- Problem description -
Repeat exactly the lines from the line containing "Identify the silver" through the last line of the records below, inclusive, and nothing else.

- Provided data -
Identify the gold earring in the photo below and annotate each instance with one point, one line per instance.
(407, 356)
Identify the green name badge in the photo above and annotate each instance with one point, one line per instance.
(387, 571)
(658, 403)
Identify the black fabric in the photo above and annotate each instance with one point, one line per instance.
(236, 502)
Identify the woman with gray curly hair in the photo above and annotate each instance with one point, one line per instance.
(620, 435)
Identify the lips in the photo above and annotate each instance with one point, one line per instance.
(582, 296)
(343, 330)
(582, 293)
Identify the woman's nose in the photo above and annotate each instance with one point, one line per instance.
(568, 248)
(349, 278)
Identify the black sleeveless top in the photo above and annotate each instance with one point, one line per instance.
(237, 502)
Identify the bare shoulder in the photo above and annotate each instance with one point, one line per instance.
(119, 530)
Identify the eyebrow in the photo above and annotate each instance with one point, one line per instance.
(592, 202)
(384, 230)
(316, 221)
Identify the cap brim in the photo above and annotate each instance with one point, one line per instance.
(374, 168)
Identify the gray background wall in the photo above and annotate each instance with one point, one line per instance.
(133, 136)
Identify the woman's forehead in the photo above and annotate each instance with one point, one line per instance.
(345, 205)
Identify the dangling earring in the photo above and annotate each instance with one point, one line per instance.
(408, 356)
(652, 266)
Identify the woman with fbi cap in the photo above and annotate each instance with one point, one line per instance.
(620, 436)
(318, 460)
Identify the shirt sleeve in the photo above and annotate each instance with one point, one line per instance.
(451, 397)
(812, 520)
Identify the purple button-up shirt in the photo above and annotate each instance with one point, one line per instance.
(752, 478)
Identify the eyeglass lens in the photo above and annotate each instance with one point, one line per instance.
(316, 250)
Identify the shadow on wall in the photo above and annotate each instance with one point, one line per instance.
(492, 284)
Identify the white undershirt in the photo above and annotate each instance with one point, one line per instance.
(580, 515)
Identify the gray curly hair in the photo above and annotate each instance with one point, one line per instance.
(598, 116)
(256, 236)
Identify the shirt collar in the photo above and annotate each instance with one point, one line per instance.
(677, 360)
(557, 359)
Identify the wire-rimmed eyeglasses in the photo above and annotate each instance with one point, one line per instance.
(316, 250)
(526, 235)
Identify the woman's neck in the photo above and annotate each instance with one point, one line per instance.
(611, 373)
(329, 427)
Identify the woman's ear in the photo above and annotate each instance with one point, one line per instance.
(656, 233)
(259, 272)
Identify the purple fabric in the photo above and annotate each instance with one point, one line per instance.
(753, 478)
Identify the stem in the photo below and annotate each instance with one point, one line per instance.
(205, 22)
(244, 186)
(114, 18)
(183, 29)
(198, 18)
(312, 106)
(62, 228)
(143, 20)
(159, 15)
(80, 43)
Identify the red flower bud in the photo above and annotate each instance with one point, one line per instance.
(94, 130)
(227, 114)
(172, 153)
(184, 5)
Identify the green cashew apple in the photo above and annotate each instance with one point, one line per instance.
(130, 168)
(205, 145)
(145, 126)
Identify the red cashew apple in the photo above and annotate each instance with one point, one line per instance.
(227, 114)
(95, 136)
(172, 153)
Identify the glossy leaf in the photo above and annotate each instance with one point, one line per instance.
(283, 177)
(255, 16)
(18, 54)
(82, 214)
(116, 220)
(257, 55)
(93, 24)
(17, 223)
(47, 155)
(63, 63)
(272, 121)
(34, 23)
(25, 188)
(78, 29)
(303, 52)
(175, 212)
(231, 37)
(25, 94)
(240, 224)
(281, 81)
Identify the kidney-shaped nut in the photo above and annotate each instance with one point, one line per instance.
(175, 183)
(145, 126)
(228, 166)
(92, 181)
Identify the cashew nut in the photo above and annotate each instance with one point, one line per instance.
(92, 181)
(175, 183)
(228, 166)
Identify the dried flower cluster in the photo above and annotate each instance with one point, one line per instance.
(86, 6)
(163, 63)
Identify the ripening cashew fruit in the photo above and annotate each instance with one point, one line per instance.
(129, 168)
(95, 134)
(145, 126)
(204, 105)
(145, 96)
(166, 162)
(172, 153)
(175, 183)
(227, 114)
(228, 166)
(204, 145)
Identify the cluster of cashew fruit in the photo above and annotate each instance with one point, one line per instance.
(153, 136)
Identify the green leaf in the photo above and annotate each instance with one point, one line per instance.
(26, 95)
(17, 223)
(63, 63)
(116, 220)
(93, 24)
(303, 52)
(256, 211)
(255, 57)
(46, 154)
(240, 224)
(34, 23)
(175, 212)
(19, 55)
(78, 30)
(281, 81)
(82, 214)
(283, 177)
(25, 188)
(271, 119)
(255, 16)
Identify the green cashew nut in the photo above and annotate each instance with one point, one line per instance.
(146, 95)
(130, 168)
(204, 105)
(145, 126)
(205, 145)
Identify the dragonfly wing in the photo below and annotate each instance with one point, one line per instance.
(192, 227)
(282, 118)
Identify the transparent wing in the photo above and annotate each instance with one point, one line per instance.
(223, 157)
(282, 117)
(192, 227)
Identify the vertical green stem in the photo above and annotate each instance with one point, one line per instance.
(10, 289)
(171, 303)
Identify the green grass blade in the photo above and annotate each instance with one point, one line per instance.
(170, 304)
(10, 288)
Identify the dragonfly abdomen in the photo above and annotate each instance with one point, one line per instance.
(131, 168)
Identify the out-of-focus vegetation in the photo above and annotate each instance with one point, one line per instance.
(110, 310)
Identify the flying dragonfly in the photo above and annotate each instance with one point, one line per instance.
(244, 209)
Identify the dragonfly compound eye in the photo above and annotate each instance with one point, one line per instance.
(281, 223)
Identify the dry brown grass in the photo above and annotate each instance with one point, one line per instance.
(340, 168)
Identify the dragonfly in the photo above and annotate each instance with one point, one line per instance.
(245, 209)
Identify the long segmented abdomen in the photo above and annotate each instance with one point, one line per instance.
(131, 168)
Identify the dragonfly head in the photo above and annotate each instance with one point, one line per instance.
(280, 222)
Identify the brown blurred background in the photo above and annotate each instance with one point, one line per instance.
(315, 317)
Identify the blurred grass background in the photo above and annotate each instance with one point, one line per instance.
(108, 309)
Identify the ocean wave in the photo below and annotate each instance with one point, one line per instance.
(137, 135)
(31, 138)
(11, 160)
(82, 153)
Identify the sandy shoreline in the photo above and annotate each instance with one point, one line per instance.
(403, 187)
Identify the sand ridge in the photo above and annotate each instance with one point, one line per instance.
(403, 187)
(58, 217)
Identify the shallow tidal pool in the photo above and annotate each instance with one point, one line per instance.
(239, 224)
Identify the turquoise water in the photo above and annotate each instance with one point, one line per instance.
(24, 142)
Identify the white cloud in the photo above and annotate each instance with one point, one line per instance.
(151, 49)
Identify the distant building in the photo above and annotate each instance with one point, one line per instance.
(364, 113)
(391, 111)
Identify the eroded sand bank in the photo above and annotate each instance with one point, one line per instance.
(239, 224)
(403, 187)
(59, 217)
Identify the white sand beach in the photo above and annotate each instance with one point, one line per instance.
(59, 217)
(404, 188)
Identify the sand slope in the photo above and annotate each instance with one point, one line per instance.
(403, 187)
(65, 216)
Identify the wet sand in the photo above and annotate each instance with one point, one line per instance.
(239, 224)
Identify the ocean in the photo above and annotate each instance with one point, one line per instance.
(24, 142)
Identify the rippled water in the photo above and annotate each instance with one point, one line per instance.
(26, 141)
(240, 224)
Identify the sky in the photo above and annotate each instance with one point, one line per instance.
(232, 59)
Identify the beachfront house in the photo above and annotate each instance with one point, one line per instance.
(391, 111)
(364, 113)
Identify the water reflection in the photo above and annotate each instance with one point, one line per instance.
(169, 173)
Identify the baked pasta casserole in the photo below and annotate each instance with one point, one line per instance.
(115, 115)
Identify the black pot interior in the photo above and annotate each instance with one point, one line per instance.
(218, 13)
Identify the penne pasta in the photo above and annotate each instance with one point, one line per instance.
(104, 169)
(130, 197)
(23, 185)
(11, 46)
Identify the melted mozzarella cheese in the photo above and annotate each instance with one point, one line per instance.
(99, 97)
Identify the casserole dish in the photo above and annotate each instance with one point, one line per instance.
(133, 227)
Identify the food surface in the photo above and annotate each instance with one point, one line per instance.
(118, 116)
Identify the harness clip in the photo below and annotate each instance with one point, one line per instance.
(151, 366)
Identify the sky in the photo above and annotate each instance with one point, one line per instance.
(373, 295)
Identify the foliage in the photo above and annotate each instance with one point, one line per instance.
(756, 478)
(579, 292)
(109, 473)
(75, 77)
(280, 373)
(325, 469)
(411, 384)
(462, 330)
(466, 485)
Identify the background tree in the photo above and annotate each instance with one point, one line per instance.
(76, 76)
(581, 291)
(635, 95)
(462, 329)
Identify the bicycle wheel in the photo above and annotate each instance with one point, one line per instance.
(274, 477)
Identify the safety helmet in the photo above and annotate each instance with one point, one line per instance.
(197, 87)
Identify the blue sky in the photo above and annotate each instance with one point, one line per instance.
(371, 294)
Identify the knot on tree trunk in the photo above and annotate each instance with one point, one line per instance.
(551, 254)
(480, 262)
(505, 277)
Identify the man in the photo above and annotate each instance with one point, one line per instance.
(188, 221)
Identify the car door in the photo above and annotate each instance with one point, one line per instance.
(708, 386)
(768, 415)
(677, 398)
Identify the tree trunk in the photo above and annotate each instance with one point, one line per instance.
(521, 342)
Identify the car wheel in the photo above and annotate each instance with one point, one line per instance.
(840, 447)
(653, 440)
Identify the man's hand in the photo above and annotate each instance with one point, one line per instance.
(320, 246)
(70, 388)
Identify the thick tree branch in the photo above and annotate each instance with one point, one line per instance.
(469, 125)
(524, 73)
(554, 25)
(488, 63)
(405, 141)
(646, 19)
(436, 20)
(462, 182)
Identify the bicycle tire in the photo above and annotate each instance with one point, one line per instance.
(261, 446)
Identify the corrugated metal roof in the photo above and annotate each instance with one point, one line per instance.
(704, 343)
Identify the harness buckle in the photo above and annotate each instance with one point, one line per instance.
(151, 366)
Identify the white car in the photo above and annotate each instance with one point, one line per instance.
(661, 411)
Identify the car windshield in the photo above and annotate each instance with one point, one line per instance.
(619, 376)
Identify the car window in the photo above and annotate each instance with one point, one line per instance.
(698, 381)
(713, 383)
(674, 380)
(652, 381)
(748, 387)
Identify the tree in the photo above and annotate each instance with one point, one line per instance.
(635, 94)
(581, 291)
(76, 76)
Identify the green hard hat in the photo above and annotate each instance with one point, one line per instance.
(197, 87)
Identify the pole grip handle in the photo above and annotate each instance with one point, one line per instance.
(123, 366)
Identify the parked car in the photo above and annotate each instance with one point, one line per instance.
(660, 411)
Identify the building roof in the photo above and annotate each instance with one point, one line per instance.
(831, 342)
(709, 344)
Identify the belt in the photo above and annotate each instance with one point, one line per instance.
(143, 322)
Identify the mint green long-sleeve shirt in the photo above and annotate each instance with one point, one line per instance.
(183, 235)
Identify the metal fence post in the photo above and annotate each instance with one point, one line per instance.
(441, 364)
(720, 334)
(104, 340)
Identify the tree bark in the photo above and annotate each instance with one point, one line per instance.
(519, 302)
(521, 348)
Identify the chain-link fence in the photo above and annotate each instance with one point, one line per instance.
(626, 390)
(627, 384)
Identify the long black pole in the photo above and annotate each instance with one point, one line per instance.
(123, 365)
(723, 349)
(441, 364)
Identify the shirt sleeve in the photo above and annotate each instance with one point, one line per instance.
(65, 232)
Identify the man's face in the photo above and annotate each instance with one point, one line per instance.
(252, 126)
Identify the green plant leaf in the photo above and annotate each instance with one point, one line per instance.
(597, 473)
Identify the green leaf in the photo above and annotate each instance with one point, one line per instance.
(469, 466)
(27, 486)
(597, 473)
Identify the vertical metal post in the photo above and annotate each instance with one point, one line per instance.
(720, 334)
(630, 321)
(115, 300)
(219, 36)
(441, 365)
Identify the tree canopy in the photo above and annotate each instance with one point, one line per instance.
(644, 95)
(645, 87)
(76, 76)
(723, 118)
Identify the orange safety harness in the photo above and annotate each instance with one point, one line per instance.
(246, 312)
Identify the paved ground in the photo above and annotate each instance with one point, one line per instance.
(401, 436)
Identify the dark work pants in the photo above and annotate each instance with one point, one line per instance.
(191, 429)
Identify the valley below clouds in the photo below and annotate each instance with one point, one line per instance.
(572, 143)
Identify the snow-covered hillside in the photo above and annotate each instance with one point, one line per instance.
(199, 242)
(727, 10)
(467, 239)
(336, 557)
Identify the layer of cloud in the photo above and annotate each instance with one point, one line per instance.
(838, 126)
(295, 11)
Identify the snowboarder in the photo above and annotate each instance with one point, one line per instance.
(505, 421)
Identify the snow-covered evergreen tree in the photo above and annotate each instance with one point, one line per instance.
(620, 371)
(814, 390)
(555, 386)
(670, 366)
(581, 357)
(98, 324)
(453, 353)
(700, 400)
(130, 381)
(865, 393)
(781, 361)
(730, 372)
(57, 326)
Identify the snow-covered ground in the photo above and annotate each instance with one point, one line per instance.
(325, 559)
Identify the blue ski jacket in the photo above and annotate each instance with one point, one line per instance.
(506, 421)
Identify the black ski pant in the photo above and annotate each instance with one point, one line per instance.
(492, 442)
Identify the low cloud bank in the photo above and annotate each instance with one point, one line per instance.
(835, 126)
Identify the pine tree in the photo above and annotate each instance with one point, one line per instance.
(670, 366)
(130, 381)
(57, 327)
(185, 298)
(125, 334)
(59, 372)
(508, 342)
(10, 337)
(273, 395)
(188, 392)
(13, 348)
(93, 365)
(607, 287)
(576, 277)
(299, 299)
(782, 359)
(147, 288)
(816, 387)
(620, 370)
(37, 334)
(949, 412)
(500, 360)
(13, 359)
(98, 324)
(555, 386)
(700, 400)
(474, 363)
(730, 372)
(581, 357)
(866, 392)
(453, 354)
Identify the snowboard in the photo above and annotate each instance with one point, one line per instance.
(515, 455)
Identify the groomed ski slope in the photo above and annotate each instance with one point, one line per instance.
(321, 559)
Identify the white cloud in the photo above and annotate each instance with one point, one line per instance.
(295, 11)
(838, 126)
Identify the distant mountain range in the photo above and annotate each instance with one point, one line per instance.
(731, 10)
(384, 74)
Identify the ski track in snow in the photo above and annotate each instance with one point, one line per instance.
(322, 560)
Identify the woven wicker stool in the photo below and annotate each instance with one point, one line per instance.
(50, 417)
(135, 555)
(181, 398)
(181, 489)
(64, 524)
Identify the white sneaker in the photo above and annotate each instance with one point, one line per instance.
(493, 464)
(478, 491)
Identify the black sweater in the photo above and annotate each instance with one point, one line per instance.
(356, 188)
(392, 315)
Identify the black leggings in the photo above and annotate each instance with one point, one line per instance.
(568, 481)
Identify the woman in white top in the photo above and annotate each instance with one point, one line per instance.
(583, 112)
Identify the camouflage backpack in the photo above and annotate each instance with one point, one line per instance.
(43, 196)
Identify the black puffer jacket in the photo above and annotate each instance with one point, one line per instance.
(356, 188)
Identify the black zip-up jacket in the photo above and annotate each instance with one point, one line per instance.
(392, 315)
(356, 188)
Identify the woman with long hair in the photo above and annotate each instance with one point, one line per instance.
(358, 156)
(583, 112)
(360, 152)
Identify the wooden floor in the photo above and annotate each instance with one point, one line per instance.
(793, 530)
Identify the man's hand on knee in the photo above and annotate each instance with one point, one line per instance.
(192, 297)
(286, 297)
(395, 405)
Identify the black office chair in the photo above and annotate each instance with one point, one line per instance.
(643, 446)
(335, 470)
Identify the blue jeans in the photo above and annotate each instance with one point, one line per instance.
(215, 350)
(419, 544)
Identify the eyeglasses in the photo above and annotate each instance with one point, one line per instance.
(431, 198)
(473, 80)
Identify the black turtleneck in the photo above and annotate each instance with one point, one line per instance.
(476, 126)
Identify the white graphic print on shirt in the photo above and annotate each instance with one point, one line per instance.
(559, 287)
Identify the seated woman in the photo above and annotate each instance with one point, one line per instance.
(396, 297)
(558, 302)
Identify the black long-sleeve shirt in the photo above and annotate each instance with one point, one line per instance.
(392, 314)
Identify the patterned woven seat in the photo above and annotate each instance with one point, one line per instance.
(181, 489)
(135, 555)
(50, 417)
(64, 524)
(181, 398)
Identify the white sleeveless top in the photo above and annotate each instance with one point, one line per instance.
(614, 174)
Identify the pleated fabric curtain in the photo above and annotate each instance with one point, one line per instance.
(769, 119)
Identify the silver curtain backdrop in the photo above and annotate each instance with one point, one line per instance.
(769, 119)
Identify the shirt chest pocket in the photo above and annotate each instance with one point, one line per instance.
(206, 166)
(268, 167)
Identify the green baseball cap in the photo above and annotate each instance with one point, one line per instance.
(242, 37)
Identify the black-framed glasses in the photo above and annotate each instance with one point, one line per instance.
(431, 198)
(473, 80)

- Task response -
Identify the silver curtain backdrop in the photo above and annotate each instance with one point, one line per instance.
(769, 119)
Identify the shirt chest pocket in the photo above and annotate each instance with one point, one line per instance.
(206, 166)
(268, 167)
Identify the green baseball cap in the photo above and annotate each instance with one point, one line per instance.
(242, 37)
Identify the black-framed glasses in the photo above and annotate each instance with one point, one line per instance.
(431, 198)
(473, 80)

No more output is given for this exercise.